_The problem:_
Copy each line below in which the word "ornate" occurs.

+--

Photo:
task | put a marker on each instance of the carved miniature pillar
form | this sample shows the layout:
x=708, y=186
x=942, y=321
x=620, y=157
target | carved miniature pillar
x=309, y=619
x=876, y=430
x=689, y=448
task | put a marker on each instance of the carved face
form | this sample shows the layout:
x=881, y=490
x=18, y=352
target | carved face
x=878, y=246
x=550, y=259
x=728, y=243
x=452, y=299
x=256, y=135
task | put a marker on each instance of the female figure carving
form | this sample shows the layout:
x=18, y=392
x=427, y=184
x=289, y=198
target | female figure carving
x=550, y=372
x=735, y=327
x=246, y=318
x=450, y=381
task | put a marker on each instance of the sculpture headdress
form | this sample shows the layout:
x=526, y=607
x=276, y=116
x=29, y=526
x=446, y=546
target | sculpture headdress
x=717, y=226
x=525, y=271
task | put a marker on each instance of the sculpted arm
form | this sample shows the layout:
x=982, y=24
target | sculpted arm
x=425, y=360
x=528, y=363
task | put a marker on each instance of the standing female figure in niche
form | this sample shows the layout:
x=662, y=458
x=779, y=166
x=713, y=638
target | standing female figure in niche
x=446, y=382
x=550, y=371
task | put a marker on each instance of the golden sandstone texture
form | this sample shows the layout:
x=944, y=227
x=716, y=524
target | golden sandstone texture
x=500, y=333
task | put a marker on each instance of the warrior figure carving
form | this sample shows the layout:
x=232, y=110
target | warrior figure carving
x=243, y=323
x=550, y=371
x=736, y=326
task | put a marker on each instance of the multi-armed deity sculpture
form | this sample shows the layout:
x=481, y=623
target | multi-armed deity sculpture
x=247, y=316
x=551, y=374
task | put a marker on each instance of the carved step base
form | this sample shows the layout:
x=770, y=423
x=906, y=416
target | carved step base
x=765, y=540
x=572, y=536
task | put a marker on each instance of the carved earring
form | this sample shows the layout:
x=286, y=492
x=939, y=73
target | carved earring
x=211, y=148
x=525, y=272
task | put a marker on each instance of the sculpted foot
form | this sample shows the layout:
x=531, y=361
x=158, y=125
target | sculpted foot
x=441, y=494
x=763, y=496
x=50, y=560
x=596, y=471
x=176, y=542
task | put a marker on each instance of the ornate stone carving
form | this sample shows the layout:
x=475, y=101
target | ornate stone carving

+--

_Written solution:_
task | put a marker on each instance of the ornate stone carving
target | ornate stone carving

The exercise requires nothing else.